--- Supplied material ---

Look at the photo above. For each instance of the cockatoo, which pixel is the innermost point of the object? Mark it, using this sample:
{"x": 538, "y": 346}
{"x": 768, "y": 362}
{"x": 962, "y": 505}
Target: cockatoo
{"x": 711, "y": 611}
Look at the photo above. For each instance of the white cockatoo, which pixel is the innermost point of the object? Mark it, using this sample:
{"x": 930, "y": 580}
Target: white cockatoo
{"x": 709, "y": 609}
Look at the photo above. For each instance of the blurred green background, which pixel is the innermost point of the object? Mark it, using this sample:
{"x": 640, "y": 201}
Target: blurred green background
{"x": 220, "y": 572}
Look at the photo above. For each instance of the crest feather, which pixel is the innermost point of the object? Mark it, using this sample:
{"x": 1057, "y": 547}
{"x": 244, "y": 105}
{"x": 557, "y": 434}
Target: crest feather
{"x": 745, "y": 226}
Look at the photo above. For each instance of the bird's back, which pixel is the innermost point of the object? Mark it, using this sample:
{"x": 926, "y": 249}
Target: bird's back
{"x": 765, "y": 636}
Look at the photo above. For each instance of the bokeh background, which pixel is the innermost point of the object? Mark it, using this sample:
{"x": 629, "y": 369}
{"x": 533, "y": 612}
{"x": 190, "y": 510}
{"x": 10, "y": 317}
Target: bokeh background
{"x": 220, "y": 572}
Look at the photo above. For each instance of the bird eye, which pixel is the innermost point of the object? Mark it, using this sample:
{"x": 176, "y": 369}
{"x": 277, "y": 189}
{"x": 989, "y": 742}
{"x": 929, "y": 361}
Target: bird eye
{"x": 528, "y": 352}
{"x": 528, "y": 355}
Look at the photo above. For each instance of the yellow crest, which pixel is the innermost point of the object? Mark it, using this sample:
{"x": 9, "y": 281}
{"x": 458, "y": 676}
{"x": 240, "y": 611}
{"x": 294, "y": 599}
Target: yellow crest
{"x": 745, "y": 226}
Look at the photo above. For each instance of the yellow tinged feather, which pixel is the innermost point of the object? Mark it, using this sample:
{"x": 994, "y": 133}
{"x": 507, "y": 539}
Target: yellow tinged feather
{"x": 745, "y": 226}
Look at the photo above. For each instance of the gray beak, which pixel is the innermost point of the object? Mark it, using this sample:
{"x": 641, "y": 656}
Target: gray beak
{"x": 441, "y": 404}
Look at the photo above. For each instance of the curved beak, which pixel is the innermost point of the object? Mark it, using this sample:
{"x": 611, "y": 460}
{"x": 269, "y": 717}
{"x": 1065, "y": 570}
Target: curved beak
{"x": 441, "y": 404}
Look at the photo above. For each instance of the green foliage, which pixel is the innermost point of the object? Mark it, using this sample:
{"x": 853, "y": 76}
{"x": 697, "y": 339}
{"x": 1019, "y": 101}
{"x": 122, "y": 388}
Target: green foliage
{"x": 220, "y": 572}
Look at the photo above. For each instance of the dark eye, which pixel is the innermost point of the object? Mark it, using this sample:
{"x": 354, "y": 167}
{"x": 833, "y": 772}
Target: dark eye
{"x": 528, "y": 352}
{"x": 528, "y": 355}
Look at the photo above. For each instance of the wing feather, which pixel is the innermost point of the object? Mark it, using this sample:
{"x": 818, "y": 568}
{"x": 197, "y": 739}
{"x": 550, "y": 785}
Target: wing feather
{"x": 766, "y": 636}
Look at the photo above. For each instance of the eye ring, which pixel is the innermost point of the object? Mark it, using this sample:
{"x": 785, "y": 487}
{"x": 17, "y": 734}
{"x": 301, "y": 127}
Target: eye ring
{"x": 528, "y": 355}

---
--- Supplied material ---

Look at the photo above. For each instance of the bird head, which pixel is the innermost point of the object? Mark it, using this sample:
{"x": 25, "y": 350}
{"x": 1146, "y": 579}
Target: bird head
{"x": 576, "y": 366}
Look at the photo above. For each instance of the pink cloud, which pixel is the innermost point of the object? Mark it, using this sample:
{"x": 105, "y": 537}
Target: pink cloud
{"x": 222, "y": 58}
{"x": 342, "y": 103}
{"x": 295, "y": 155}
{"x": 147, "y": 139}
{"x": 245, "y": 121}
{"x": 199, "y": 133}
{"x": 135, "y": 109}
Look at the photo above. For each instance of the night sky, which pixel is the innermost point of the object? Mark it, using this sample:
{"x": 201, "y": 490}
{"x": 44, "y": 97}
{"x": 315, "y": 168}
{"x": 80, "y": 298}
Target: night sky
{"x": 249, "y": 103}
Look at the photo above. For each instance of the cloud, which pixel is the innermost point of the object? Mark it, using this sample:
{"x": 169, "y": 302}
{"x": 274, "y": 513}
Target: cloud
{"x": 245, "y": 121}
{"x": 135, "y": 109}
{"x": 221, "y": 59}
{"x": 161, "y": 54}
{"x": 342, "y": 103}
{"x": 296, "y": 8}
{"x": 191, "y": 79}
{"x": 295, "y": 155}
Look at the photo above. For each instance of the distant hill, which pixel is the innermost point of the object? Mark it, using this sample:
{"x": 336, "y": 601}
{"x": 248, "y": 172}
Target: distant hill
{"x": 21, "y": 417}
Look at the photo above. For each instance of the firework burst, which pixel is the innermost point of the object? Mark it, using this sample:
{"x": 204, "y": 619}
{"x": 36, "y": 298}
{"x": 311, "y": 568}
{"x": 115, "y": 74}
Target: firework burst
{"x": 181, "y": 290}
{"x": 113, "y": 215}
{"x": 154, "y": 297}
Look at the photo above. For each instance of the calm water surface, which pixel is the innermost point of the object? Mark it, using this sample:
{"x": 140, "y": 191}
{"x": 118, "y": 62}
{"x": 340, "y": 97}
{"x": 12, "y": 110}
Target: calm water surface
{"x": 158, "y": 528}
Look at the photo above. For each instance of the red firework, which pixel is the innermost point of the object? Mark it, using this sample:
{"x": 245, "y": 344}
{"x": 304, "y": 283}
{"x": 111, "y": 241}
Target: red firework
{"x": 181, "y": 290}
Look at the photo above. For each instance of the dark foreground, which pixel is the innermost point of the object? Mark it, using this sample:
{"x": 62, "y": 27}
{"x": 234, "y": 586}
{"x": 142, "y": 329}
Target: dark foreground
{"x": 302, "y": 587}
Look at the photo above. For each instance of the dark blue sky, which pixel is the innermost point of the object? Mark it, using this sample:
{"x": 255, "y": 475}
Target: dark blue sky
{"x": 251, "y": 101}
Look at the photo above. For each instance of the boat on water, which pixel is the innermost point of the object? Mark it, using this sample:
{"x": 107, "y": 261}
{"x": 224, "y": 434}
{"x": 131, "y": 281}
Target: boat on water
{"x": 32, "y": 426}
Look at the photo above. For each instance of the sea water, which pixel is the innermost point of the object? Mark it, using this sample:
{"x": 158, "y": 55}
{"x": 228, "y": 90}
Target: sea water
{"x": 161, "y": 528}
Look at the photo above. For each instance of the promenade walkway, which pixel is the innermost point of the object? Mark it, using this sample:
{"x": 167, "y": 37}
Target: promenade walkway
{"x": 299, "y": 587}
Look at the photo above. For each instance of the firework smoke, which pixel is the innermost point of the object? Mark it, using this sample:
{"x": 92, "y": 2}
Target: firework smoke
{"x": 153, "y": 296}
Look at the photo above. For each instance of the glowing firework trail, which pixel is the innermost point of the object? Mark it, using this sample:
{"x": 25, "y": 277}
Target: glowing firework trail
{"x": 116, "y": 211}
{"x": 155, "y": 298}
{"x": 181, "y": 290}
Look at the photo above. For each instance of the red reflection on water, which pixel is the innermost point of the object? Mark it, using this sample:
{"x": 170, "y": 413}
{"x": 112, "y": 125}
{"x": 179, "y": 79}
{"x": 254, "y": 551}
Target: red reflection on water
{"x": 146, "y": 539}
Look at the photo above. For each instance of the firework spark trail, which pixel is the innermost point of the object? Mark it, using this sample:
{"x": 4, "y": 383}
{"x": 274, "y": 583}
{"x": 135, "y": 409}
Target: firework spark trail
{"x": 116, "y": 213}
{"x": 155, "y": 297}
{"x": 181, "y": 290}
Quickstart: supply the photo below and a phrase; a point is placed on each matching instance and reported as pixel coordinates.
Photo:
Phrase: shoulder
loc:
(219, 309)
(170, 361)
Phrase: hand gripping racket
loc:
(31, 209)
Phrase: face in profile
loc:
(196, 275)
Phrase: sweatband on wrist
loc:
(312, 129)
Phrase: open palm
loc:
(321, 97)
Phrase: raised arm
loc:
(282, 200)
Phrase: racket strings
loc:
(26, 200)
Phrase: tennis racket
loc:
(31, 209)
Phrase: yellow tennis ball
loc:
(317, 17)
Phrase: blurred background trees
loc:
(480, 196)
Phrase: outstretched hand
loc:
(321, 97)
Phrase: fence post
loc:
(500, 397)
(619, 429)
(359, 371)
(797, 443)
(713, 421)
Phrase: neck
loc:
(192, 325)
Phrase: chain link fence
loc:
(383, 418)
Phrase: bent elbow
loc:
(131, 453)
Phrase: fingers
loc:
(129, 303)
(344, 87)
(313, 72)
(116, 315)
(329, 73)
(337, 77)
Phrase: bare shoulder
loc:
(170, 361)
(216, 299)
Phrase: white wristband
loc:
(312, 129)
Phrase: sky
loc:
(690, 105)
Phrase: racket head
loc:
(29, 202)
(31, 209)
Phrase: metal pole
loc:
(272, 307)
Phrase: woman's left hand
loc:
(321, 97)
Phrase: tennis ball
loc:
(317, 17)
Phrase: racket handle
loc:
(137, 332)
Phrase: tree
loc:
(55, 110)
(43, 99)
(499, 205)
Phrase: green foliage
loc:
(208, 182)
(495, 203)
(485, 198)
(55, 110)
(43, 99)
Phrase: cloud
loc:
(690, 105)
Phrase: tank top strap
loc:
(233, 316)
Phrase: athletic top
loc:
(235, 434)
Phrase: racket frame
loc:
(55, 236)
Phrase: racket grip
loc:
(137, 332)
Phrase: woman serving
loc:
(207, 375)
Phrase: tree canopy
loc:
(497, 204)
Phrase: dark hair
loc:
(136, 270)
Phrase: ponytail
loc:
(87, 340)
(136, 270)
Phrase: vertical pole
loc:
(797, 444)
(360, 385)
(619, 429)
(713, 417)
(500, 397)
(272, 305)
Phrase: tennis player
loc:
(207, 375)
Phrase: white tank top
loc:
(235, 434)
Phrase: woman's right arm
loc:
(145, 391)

---

Requirements: List every line of the records that contains the string "glowing". Case counts.

Answer to this problem:
Look at the photo above. For each instance of the glowing firework trail, which pixel is the innermost point of the object? Mark it, using this sample:
Target: glowing firework trail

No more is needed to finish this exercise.